**AIM OF THE TASK**
Arrange every line of the records below as a Markdown table with two columns, Row for the row number and Line for the line itself. Leave out any blank lines.

**PROVIDED ENTRIES**
══════════

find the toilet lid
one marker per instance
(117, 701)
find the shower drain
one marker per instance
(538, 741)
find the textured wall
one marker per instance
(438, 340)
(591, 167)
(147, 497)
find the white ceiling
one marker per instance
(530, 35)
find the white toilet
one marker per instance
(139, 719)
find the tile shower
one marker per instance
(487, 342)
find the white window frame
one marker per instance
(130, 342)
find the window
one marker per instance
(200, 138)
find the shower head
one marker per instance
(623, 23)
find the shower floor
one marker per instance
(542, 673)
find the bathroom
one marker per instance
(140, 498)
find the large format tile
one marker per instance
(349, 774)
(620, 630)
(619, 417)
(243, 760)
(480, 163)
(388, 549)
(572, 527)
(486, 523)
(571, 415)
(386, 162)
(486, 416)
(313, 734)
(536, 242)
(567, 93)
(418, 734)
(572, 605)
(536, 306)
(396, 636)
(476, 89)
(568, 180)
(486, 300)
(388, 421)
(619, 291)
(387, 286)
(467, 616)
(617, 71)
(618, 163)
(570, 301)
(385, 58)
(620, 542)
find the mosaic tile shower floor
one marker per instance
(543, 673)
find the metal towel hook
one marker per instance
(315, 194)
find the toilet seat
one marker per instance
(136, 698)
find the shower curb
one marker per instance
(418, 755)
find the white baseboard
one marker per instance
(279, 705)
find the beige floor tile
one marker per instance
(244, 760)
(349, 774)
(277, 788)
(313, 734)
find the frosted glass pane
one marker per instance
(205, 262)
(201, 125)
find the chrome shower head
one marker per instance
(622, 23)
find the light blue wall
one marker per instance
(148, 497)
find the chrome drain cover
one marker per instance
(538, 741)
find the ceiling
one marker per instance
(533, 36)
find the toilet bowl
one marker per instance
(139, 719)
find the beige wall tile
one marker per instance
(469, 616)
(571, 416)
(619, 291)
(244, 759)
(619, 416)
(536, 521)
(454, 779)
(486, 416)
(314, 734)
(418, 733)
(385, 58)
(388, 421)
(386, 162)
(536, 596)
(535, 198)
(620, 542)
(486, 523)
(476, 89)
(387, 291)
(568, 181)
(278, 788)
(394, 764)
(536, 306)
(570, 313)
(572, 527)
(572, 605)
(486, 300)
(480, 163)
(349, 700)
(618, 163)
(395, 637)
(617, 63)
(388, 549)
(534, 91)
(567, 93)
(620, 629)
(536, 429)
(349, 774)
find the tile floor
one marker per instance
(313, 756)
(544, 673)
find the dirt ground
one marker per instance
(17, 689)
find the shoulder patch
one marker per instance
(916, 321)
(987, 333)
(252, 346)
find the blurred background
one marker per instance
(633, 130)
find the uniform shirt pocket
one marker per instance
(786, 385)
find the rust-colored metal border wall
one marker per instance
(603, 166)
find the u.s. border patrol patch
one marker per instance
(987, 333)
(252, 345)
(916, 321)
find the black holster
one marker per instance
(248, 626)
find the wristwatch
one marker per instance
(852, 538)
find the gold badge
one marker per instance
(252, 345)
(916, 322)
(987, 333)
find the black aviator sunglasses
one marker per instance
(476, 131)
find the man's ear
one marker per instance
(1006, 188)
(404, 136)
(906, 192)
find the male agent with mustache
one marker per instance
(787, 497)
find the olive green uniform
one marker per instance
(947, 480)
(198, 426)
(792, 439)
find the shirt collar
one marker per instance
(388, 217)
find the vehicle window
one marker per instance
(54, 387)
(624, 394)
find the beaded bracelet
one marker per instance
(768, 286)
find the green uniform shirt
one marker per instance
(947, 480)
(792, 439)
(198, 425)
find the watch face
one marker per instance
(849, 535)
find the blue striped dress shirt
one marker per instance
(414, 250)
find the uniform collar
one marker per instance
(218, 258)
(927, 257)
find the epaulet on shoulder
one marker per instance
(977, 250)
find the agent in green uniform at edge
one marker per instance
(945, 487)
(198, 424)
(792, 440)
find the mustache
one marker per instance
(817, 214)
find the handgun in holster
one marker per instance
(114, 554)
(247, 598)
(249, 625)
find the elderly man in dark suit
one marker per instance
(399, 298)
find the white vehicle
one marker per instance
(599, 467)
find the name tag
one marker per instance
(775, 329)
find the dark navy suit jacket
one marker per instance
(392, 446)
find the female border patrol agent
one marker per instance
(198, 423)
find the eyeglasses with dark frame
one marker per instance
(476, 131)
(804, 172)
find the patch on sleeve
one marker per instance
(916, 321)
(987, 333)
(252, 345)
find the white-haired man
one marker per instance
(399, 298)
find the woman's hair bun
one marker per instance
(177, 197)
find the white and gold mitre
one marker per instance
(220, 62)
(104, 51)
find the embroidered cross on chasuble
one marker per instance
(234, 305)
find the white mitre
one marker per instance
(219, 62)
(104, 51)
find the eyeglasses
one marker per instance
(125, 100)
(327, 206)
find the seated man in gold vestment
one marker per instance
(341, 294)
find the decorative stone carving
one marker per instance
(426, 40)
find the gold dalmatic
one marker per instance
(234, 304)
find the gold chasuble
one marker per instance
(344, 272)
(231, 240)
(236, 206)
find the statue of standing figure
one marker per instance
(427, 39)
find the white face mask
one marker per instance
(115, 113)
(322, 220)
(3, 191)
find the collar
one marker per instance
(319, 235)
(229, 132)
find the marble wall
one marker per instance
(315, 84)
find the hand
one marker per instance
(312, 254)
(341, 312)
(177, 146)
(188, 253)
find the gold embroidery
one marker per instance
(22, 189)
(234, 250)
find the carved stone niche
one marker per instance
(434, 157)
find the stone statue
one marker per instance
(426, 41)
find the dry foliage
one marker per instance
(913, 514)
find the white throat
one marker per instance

══════════

**TASK RESULT**
| Row | Line |
|---|---|
| 1 | find the toilet lid |
| 2 | one marker per instance |
| 3 | (117, 701) |
| 4 | find the shower drain |
| 5 | one marker per instance |
| 6 | (538, 741) |
| 7 | find the textured wall |
| 8 | one marker per instance |
| 9 | (438, 340) |
| 10 | (591, 167) |
| 11 | (147, 497) |
| 12 | find the white ceiling |
| 13 | one marker per instance |
| 14 | (530, 35) |
| 15 | find the white toilet |
| 16 | one marker per instance |
| 17 | (139, 719) |
| 18 | find the tile shower |
| 19 | one marker per instance |
| 20 | (487, 342) |
| 21 | find the white window frame |
| 22 | one marker per instance |
| 23 | (130, 342) |
| 24 | find the window |
| 25 | one marker per instance |
| 26 | (200, 138) |
| 27 | find the shower head |
| 28 | one marker per instance |
| 29 | (623, 23) |
| 30 | find the shower floor |
| 31 | one marker per instance |
| 32 | (542, 673) |
| 33 | find the bathroom |
| 34 | one marker per instance |
| 35 | (140, 498) |
| 36 | find the large format tile |
| 37 | one marker per instance |
| 38 | (349, 774) |
| 39 | (620, 630) |
| 40 | (619, 417) |
| 41 | (243, 760) |
| 42 | (480, 163) |
| 43 | (388, 549) |
| 44 | (572, 527) |
| 45 | (486, 523) |
| 46 | (571, 415) |
| 47 | (386, 162) |
| 48 | (486, 416) |
| 49 | (313, 734) |
| 50 | (536, 242) |
| 51 | (567, 93) |
| 52 | (418, 734) |
| 53 | (572, 605) |
| 54 | (536, 306) |
| 55 | (396, 636) |
| 56 | (476, 89) |
| 57 | (568, 180) |
| 58 | (486, 300) |
| 59 | (388, 421) |
| 60 | (619, 291) |
| 61 | (387, 286) |
| 62 | (467, 616) |
| 63 | (617, 71) |
| 64 | (618, 163) |
| 65 | (570, 301) |
| 66 | (385, 58) |
| 67 | (620, 542) |
| 68 | find the mosaic tile shower floor |
| 69 | one marker per instance |
| 70 | (543, 673) |
| 71 | find the metal towel hook |
| 72 | one marker per instance |
| 73 | (315, 194) |
| 74 | find the toilet seat |
| 75 | one marker per instance |
| 76 | (136, 698) |
| 77 | find the shower curb |
| 78 | one marker per instance |
| 79 | (418, 755) |
| 80 | find the white baseboard |
| 81 | one marker per instance |
| 82 | (279, 705) |
| 83 | find the beige floor tile |
| 84 | one marker per instance |
| 85 | (244, 760) |
| 86 | (349, 774) |
| 87 | (277, 788) |
| 88 | (313, 734) |
| 89 | find the frosted glass pane |
| 90 | one marker per instance |
| 91 | (205, 262) |
| 92 | (201, 125) |
| 93 | find the chrome shower head |
| 94 | one marker per instance |
| 95 | (622, 23) |
| 96 | find the light blue wall |
| 97 | one marker per instance |
| 98 | (148, 497) |
| 99 | find the chrome drain cover |
| 100 | one marker per instance |
| 101 | (538, 741) |
| 102 | find the ceiling |
| 103 | one marker per instance |
| 104 | (533, 36) |
| 105 | find the toilet bowl |
| 106 | one marker per instance |
| 107 | (139, 719) |
| 108 | find the beige wall tile |
| 109 | one marker per instance |
| 110 | (469, 616) |
| 111 | (571, 416) |
| 112 | (619, 291) |
| 113 | (244, 759) |
| 114 | (619, 416) |
| 115 | (536, 521) |
| 116 | (454, 779) |
| 117 | (486, 416) |
| 118 | (314, 734) |
| 119 | (418, 733) |
| 120 | (385, 58) |
| 121 | (388, 421) |
| 122 | (386, 162) |
| 123 | (536, 596) |
| 124 | (535, 198) |
| 125 | (620, 542) |
| 126 | (486, 523) |
| 127 | (476, 89) |
| 128 | (387, 291) |
| 129 | (568, 181) |
| 130 | (278, 788) |
| 131 | (394, 764) |
| 132 | (536, 306) |
| 133 | (570, 313) |
| 134 | (572, 527) |
| 135 | (572, 605) |
| 136 | (486, 300) |
| 137 | (480, 163) |
| 138 | (349, 700) |
| 139 | (618, 163) |
| 140 | (395, 637) |
| 141 | (617, 63) |
| 142 | (388, 549) |
| 143 | (534, 91) |
| 144 | (567, 93) |
| 145 | (620, 629) |
| 146 | (536, 429) |
| 147 | (349, 774) |
| 148 | find the tile floor |
| 149 | one marker per instance |
| 150 | (313, 756) |
| 151 | (544, 673) |
| 152 | find the dirt ground |
| 153 | one marker per instance |
| 154 | (17, 689) |
| 155 | find the shoulder patch |
| 156 | one marker per instance |
| 157 | (916, 321) |
| 158 | (987, 333) |
| 159 | (252, 346) |
| 160 | find the blurred background |
| 161 | one marker per instance |
| 162 | (633, 130) |
| 163 | find the uniform shirt pocket |
| 164 | one marker per instance |
| 165 | (786, 385) |
| 166 | find the rust-colored metal border wall |
| 167 | one marker per instance |
| 168 | (603, 166) |
| 169 | find the u.s. border patrol patch |
| 170 | one marker per instance |
| 171 | (987, 333) |
| 172 | (252, 345) |
| 173 | (916, 321) |
| 174 | find the black holster |
| 175 | one marker per instance |
| 176 | (248, 626) |
| 177 | find the wristwatch |
| 178 | one marker per instance |
| 179 | (852, 538) |
| 180 | find the gold badge |
| 181 | one marker per instance |
| 182 | (252, 345) |
| 183 | (916, 322) |
| 184 | (987, 333) |
| 185 | find the black aviator sunglasses |
| 186 | one marker per instance |
| 187 | (476, 131) |
| 188 | find the man's ear |
| 189 | one marker per instance |
| 190 | (1006, 188) |
| 191 | (404, 136) |
| 192 | (906, 192) |
| 193 | find the male agent with mustache |
| 194 | one marker per instance |
| 195 | (787, 497) |
| 196 | find the olive green uniform |
| 197 | one marker per instance |
| 198 | (947, 480) |
| 199 | (198, 426) |
| 200 | (792, 439) |
| 201 | find the shirt collar |
| 202 | one marker per instance |
| 203 | (388, 217) |
| 204 | find the vehicle window |
| 205 | one marker per instance |
| 206 | (54, 387) |
| 207 | (624, 394) |
| 208 | find the beaded bracelet |
| 209 | one marker per instance |
| 210 | (768, 286) |
| 211 | find the green uniform shirt |
| 212 | one marker per instance |
| 213 | (947, 480) |
| 214 | (792, 439) |
| 215 | (198, 425) |
| 216 | find the watch face |
| 217 | one marker per instance |
| 218 | (849, 535) |
| 219 | find the blue striped dress shirt |
| 220 | one marker per instance |
| 221 | (414, 250) |
| 222 | find the uniform collar |
| 223 | one marker per instance |
| 224 | (218, 258) |
| 225 | (927, 257) |
| 226 | find the epaulet on shoulder |
| 227 | one marker per instance |
| 228 | (977, 250) |
| 229 | find the agent in green uniform at edge |
| 230 | one marker per instance |
| 231 | (945, 487) |
| 232 | (198, 424) |
| 233 | (792, 440) |
| 234 | find the mustache |
| 235 | one marker per instance |
| 236 | (817, 214) |
| 237 | find the handgun in holster |
| 238 | one marker per instance |
| 239 | (114, 554) |
| 240 | (247, 598) |
| 241 | (249, 625) |
| 242 | find the elderly man in dark suit |
| 243 | one marker per instance |
| 244 | (399, 298) |
| 245 | find the white vehicle |
| 246 | one marker per instance |
| 247 | (599, 467) |
| 248 | find the name tag |
| 249 | one marker per instance |
| 250 | (775, 329) |
| 251 | find the dark navy suit jacket |
| 252 | one marker per instance |
| 253 | (392, 446) |
| 254 | find the female border patrol agent |
| 255 | one marker per instance |
| 256 | (198, 423) |
| 257 | find the eyeglasses with dark frame |
| 258 | one marker per instance |
| 259 | (476, 131) |
| 260 | (804, 172) |
| 261 | find the patch on sleeve |
| 262 | one marker per instance |
| 263 | (916, 321) |
| 264 | (987, 333) |
| 265 | (252, 345) |
| 266 | find the white-haired man |
| 267 | one marker per instance |
| 268 | (399, 298) |
| 269 | find the woman's hair bun |
| 270 | one marker per instance |
| 271 | (177, 197) |
| 272 | find the white and gold mitre |
| 273 | one marker per instance |
| 274 | (220, 62) |
| 275 | (104, 51) |
| 276 | find the embroidered cross on chasuble |
| 277 | one marker per instance |
| 278 | (234, 305) |
| 279 | find the white mitre |
| 280 | one marker per instance |
| 281 | (219, 62) |
| 282 | (104, 51) |
| 283 | find the eyeglasses |
| 284 | one marker per instance |
| 285 | (125, 100) |
| 286 | (327, 206) |
| 287 | find the seated man in gold vestment |
| 288 | one marker per instance |
| 289 | (341, 294) |
| 290 | find the decorative stone carving |
| 291 | one marker per instance |
| 292 | (426, 40) |
| 293 | find the gold dalmatic |
| 294 | one marker per instance |
| 295 | (234, 304) |
| 296 | find the gold chasuble |
| 297 | one marker per instance |
| 298 | (344, 272) |
| 299 | (231, 240) |
| 300 | (236, 206) |
| 301 | find the statue of standing figure |
| 302 | one marker per instance |
| 303 | (427, 39) |
| 304 | find the white face mask |
| 305 | one marker per instance |
| 306 | (115, 113) |
| 307 | (322, 220) |
| 308 | (3, 191) |
| 309 | find the collar |
| 310 | one marker per instance |
| 311 | (319, 235) |
| 312 | (229, 132) |
| 313 | find the marble wall |
| 314 | one marker per instance |
| 315 | (315, 84) |
| 316 | find the hand |
| 317 | one marker per instance |
| 318 | (312, 254) |
| 319 | (341, 312) |
| 320 | (177, 146) |
| 321 | (188, 253) |
| 322 | find the gold embroidery |
| 323 | one marker per instance |
| 324 | (22, 189) |
| 325 | (234, 250) |
| 326 | find the carved stone niche |
| 327 | one marker per instance |
| 328 | (434, 157) |
| 329 | find the stone statue |
| 330 | one marker per instance |
| 331 | (426, 41) |
| 332 | find the dry foliage |
| 333 | one marker per instance |
| 334 | (913, 514) |
| 335 | find the white throat |
| 336 | one marker per instance |